# Try it
Output exactly what appears from the line containing "Would you mind pointing out the eyebrow" to the end of the data below, and nothing more.

Information provided Start Marker

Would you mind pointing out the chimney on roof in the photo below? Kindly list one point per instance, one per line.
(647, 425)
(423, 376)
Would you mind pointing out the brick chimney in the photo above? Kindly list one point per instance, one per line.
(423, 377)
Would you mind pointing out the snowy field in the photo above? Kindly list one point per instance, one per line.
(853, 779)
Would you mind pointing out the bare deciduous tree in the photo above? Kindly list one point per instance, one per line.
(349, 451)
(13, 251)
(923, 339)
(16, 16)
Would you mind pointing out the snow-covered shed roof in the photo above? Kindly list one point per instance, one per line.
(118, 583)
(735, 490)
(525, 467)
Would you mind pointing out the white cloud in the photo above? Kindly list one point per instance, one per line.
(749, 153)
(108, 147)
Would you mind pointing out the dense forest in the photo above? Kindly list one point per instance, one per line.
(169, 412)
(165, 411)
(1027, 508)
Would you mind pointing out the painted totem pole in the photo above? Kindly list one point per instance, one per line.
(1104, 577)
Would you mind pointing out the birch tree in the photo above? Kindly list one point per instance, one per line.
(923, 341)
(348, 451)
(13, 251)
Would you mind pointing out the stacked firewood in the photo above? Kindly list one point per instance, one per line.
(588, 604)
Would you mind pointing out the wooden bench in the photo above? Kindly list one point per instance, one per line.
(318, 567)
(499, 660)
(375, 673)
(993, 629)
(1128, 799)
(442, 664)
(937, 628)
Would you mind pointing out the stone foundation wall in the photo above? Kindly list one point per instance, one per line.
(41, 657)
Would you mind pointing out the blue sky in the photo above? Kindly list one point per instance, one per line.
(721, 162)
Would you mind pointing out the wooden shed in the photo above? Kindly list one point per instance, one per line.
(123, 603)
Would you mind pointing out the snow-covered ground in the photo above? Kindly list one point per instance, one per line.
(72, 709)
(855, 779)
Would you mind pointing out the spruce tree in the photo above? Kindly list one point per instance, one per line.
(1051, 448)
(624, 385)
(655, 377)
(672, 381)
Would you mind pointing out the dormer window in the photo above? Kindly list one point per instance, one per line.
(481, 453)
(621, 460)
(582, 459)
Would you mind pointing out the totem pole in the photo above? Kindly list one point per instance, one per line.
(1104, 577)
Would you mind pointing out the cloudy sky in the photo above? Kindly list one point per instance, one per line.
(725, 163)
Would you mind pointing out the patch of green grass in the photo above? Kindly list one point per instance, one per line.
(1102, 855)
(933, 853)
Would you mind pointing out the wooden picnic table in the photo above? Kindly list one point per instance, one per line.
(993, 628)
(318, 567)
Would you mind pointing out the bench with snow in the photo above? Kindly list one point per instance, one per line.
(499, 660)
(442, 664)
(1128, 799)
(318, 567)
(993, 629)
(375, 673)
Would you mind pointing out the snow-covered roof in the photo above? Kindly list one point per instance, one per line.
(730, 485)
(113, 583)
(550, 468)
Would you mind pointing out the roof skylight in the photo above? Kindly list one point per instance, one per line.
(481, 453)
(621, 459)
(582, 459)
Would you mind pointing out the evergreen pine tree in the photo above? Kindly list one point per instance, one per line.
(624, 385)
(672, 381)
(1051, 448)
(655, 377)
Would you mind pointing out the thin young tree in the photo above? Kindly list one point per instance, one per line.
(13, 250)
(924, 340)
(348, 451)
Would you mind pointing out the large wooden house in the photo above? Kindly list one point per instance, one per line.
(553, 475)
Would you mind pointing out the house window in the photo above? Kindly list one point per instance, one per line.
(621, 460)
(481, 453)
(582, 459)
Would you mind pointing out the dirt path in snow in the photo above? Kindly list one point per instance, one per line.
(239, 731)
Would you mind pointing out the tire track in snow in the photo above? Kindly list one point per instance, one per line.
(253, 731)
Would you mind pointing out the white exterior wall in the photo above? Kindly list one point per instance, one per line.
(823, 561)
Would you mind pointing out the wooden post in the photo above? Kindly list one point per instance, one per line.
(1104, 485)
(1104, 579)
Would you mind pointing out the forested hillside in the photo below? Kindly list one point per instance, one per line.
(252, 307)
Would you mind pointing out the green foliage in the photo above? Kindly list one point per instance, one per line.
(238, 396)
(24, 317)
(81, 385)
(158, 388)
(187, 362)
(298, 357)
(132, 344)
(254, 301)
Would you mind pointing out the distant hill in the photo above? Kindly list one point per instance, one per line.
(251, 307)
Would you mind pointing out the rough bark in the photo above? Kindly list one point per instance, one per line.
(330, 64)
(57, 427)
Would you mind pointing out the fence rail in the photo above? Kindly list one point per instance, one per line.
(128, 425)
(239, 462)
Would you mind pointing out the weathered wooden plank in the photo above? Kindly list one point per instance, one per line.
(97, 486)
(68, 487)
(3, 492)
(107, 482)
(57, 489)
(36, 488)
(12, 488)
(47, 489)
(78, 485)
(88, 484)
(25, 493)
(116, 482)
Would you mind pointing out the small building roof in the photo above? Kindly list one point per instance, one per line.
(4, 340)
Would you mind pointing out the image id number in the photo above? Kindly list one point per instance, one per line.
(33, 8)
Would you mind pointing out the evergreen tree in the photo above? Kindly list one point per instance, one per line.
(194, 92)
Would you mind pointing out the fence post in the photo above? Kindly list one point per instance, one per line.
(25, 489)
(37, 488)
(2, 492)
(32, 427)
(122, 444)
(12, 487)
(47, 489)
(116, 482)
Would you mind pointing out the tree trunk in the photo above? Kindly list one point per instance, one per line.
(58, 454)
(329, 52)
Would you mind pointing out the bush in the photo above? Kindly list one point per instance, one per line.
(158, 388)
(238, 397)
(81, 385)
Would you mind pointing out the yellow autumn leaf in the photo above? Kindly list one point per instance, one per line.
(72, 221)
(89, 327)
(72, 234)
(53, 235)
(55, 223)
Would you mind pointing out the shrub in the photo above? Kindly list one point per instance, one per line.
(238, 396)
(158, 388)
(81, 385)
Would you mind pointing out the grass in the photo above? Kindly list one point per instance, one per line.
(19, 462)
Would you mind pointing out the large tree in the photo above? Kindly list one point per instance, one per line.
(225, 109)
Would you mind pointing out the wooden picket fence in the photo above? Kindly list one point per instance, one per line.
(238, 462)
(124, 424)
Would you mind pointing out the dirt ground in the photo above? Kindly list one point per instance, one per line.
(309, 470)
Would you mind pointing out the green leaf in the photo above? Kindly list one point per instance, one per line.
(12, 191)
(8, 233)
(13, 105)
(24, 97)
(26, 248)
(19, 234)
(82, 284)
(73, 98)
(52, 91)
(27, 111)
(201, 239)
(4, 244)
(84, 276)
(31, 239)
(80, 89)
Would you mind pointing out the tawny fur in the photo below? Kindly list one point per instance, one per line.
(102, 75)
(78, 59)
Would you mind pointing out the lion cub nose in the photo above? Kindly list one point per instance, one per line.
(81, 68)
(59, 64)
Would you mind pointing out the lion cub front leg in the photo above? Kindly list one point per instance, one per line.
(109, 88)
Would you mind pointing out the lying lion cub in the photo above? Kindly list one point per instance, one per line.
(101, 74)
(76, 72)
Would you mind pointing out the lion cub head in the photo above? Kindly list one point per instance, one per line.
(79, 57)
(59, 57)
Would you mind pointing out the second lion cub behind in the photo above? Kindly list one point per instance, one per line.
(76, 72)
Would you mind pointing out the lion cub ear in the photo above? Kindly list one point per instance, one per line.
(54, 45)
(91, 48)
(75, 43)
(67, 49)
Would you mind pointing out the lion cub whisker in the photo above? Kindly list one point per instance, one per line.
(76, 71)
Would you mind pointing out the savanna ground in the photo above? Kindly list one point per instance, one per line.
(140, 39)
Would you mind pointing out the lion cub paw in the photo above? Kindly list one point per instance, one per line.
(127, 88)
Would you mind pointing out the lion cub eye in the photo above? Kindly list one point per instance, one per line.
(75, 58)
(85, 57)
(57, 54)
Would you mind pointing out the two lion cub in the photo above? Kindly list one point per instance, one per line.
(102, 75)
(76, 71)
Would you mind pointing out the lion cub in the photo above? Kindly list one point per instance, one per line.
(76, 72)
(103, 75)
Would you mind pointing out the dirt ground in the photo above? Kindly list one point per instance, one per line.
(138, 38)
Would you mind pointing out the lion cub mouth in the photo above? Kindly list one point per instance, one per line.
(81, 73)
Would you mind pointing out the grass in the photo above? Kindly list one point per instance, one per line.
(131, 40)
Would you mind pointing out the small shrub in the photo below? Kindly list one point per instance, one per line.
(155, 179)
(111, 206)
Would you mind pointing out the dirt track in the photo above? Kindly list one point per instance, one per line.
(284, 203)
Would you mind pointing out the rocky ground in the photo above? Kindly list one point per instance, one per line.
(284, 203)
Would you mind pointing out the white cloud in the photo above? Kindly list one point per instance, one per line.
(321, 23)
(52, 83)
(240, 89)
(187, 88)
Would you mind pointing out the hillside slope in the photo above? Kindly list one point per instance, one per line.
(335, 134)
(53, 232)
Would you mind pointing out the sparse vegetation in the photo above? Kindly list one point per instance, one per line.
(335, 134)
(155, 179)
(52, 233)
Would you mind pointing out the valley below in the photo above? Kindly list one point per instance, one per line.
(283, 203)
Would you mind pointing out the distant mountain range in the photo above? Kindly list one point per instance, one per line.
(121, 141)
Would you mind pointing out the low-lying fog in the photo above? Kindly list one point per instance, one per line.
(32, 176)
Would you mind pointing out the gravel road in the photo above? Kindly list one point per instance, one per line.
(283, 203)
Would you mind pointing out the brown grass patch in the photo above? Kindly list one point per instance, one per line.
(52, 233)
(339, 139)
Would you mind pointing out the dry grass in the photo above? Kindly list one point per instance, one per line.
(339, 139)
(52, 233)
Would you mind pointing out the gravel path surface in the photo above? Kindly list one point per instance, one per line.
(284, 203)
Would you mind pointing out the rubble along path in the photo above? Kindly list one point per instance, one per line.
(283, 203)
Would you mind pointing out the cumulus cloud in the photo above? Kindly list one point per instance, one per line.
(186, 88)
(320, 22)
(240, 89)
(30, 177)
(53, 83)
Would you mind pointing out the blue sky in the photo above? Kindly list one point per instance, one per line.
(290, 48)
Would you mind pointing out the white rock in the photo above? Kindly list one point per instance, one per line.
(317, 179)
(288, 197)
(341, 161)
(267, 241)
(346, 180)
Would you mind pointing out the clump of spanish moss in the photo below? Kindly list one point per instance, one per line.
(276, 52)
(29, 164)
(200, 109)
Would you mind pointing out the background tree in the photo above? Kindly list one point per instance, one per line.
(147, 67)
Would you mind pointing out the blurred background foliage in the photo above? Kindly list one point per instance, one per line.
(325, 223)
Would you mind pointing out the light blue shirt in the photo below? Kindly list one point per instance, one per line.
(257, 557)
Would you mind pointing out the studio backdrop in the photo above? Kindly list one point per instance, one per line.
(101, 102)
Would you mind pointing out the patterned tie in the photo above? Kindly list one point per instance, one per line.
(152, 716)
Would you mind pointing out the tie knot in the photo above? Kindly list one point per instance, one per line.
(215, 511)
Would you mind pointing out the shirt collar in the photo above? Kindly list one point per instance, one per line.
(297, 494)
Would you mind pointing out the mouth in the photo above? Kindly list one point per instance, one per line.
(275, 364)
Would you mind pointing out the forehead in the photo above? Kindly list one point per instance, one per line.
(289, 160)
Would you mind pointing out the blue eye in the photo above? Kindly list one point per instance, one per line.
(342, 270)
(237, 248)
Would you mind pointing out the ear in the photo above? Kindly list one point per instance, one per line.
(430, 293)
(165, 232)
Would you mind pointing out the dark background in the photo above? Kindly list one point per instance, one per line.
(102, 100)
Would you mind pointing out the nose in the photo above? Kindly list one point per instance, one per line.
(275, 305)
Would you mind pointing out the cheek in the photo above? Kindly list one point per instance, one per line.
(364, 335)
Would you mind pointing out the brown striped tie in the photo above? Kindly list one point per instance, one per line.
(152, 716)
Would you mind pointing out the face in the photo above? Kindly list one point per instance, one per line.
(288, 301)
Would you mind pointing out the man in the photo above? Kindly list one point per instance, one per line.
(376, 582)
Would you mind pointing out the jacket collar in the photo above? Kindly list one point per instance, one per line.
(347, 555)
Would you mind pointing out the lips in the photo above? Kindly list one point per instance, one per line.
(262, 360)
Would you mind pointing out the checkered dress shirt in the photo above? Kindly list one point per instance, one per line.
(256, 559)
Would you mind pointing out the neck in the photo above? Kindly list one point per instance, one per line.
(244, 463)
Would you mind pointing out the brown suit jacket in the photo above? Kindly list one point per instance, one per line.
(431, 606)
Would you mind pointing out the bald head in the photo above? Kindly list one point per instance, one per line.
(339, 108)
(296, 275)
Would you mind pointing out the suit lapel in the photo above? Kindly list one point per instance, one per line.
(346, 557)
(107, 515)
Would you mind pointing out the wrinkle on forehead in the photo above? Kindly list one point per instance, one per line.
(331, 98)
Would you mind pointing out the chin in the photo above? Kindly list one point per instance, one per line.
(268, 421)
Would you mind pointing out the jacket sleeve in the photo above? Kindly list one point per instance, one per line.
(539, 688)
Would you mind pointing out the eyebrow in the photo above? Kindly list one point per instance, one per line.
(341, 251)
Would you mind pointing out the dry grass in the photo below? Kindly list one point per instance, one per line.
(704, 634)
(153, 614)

Information provided End Marker

# Written solution
Would you mind pointing out the eyebrow in the photo above? Kindly list one point per instance, one per line.
(341, 251)
Would you mind pointing out the dry grass in the photo below? Kindly list one point per instance, one per line.
(704, 634)
(153, 614)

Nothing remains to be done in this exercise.